Pero Camaleón está preñado de verdad, además de estar dibujado con una precisión de rugosidad que lo convierte en un tebeo para mirar y remirar con la lengua babeante. Y la narración… ¡ah, la narración! (he puesto los ojos en blanco, por si no se nota). Da gusto seguir los juegos visuales y narrativos de esta obra.

Camaleón es un personaje que se suma a esa nómina de detectives torturados que ya no son ni detectives, en realidad han manejado tan mal su porvenir, que terminan al otro lado de la Ley; probablemente porque este antihéroe particular comparte con su autor ese pánico escénico que le impide ser dueño de su destino.

Yo siempre había creído que un hombre puede ser dueño de su destino, hasta que me empezaron a llover hostias por todos lados. Ahora comulgo más con la filosofía personal de Camaleón.

Es difícil no enamorarse del personaje: uno espera todo el tiempo (y espera sentado) que se cargue a su rufianesco compinche Dani, que salve a las “damsels in distress” o putas redomadas que son explotadas en el mismo negocio del que él es lacayo… que, en fin, se REDIMA (esa fase tan protestante que nunca nos parece alcanzar a los españoles, que a lo sumo solemos redimirnos con la Lotería o el Mundial de fútbol) saliendo del fango o pagándola con el resto del elenco deliciosamente eisneriano que pulula el universo barcelonés de Camaleón.

“Nasti de plasti”, como dirían sus nobles antecedentes viborianos.

Y quizá lo que me conmueve de Camaleón y de Perro es que no tienen el punto canalla de los antiguos autores y personajes de El Víbora: Camaleón y Perro son torturados y pasmados ante los acontecimientos. Pero nunca saben sacar provecho propio de las situaciones en que el viento sopla a favor.

Son demasiado decentes, no son maliciosos. A la larga, eso es mejor.

Perro dice que esa etapa durante la cual publicaba cada mes una historieta de Camaleón en El Víbora la recuerda como una de las más felices de su vida.

Ahora me toca a mí entonar mi letanía: creo que nunca he disfrutado tanto como guionista, ni me sentí tan por debajo del nivel intelectual de un dibujante, como trabajando con Perro en la que fue su/nuestra siguiente serie, la descocada Desalmado. Durante el proceso creativo, constantemente me repetía a mí mismo: “Por Dios, pero si este tío, si este Perro es mil veces mejor guionista que yo”. Por no hablar de bagajes culturales. ¡El gachó siempre llevaba un libro de Anagrama bajo el brazo!

**Datos proporcionados**:

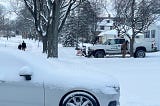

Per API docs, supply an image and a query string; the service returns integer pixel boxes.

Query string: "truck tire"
[94,50,105,58]
[134,50,146,58]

**Ejercicio escrito 1**: Resume en dos oraciones el texto sobre Camaleón.
**Ejercicio escrito 2**:
Responde con los datos del texto sobre Camaleón:
(a) ¿Cómo se llama el compinche de Camaleón?
(b) ¿En qué publicación sacaba Perro cada mes una historieta de Camaleón?
(c) ¿De qué editorial era el libro que Perro siempre llevaba bajo el brazo?
**Ejercicio escrito 3**: Continúa el texto sobre Camaleón a partir de su última oración.
El listado no interviene en este ejercicio.

**Respuesta 1**: El texto elogia el tebeo Camaleón por su dibujo preciso y sus juegos visuales y narrativos, y presenta a su protagonista como un detective torturado que ha terminado al otro lado de la Ley. Cuenta además que Perro recuerda como una de las etapas más felices de su vida la de publicar cada mes una historieta de Camaleón en El Víbora, y que quien escribe nunca disfrutó tanto como guionista como al trabajar con Perro en la serie Desalmado.

**Respuesta 2**:
(a) Dani.
(b) En El Víbora.
(c) De Anagrama.

**Respuesta 3**:
Por ello le estoy agradecido: porque fue generoso, quizá como prolongación de su propia inseguridad personal, y porque juntos alumbramos la que todavía hoy es una de las obras que más quiero de las que he parido en pareja. Quizá la que más, en su conjunto. ¿Por qué? Puede que sea porque fue la más ignorada, cierto. Pero también porque mis veleidades imaginativas se camuflaban a la perfección con sus solideces narrativas. La pátina de verdad artística siempre fue suya.

Ni con Camaleón ni con Desalmado “pasó nada”, como dicen mis amigos latinoamericanos para expresar que no pasó nada: que no nos crecieron los fans como hongos, que no nos recibieron chicas deseosas en nuestro portal, que no nos subió el caché profesional ni nos reportó nuevos encargos.

Quince años después, ¿qué queda de todo aquello? En lo personal, me congratula (uy, me congratula) afirmar que siento que comparto con Perro cierta sintonía existencial, un entendimiento en la actitud ética ante la vida, si se me permiten los desatinos grandilocuentes. Él ha conseguido afirmarse en la suya propia gracias a una mujer hermosa y buena, y unos hijos preciosos y encantadores. No sé si somos amigos, no en la definición habitual del término, porque ambos somos demasiado misántropos y tímidos para encarar una amistad en su definición más rigurosa (quizá la amistad de verdad sea así, la certeza en la distancia), pero da gusto reunirse con él y verle opinar, reír y callar. Parece menos torturado, a veces disfruta como un niño con las propinas más pueriles del mundo del artista de cómic (una buena crítica, un piscolabis en una presentación, una mínima exposición pública) y hasta diría que, dentro de lo que cabe, Perro ha conservado algo muy difícil de retener en esta dura profesión que, a la fuerza ahogan, no es ni profesión: la inocencia del recién llegado. Eso se lo envidio tanto como envidio su familia.

Vamos, que por Perro mato humanos.

Al final va a resultar que sí somos amigos como Dios manda.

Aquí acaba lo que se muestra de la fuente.